- _KETENTUAN LATIHAN_
A. Jawablah pertanyaan berikut berdasarkan teks tentang pertemuan terakhir kelas narasi:
(i) Menurut Rina, apa menu malam itu?
(ii) Sejak tanggal berapa kelas narasi angkatan ketiga berlangsung?
(iii) Berapa lama kursus yang kekurangannya diminta Buset untuk dirinci?
B. Tuliskan lanjutan teks tentang pertemuan terakhir kelas narasi, dimulai setelah kalimat terakhirnya.

- _KUTIPAN YANG DIBERIKAN_
JURNALISME DAN FIKSI
Ada yang tidak biasa dengan suasana sore itu. Kursi-kursi ditata di depan ruang kelas yang biasa kami gunakan. “Supaya tidak bosan,” kata Rina si pencetus ide pertama. Lalu setengah berbisik ia menyampaikan alasan lainnya. Menurut Rina menu malam itu adalah nasi tumpeng, maka sengaja tempat diskusi didekatkan dengan meja hidangan, supaya peserta bisa bersantap saat diskusi berlangsung. Apalagi bagi mereka yang datang terlambat. Saya mengangguk sambil tersenyum. Tak urung, tawa kami pun pecah bersama.
Ini merupakan pertemuan terakhir dalam kelas narasi angkatan ketiga yang sudah berlangsung sejak 6 November 2007. Emmy dan Diana datang lebih awal. Tak lama, Lydia, Peni, Indarti, dan Eko menyusul. Seluruhnya ada enam orang. Para peserta lainnya hanya mengabarkan melalui sms bahwa mereka tak bisa datang dengan berbagai alasan.
“Apa yang kurang, silahkan ditanggapi. Itu penting bagi kami untuk memperbaiki kursus selanjutnya,” kata Budi Setiyono yang sering disapa Buset, membuka percakapan. Buset meminta peserta merinci berbagai kekurangan dalam pelaksanaan kursus selama empat bulan. Misalnya tentang sistem, silabus, instruktur, materi atau bahan bacaan, pembuatan tugas, serta pengerjaan proyek menulis sebagai tugas akhir yang sejauh ini belum dikerjakan para peserta.

- _MATERI YANG DISEDIAKAN_

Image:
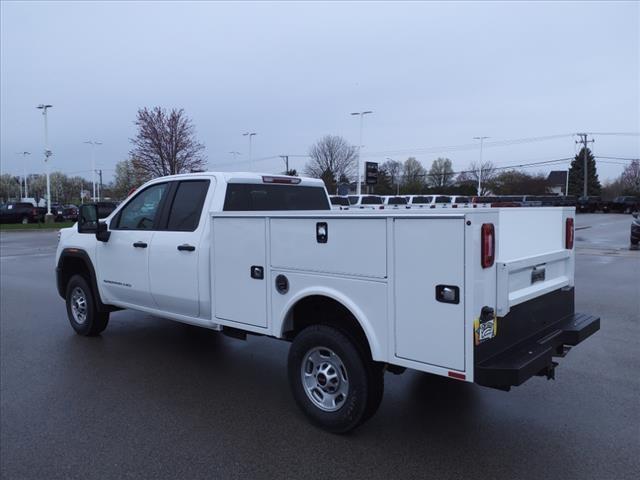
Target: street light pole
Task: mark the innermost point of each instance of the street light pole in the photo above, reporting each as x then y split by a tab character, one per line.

- _JAWABAN TIAP TUGAS_
A.
(i) Nasi tumpeng.
(ii) Sejak 6 November 2007.
(iii) Empat bulan.

B.
Buset juga memberikan catatan bahwa sebenarnya kursus ini seperti kuliah. Kreatifitas peserta turut menentukan perkembangan proses pemahaman. Tapi selama ini, dari 19 peserta, hanya 8 orang yang mengerjakan tugas, itupun tidak rutin. Buset, memandangi laporan tugas peserta yang saya berikan. Ia tersenyum. Namun sesaat kemudian ia menghembuskan helaan nafas dalam.
“Untuk proses penulisan, boleh dikerjakan kapan pun. Kalau mau diskusi atau sharing, tetap bisa kita lakukan. Sampai kapanpun,” kata Buset. Ia kembali meminta peserta memberikan masukan.
“Dari awal sampai akhir, saya melihat silabusnya bersifat menstimulus. Nggak ada yang teknikal. Kami pengen tahu misalnya membedah satu tulisan, lalu dipelajari kesulitannya di mana. Sedari mencari data mentah, memilah dan mengolahnya. Adegan itu gimana ya…misalnya, apa yang membuat tulisan jadi hidup,” ungkap Peni.
Menanggapi Peni, Buset mengungkapkan kesulitannya membuat silabus yang memang tidak bisa baku. Silabus harus disesuaikan dengan latar belakang peserta. Cocok untuk angkatan sebelumnya, belum tentu pas bagi angkatan berikutnya. Buset berpikir bahwa silabus memang sebaiknya dibuat setelah tahu latar belakang peserta.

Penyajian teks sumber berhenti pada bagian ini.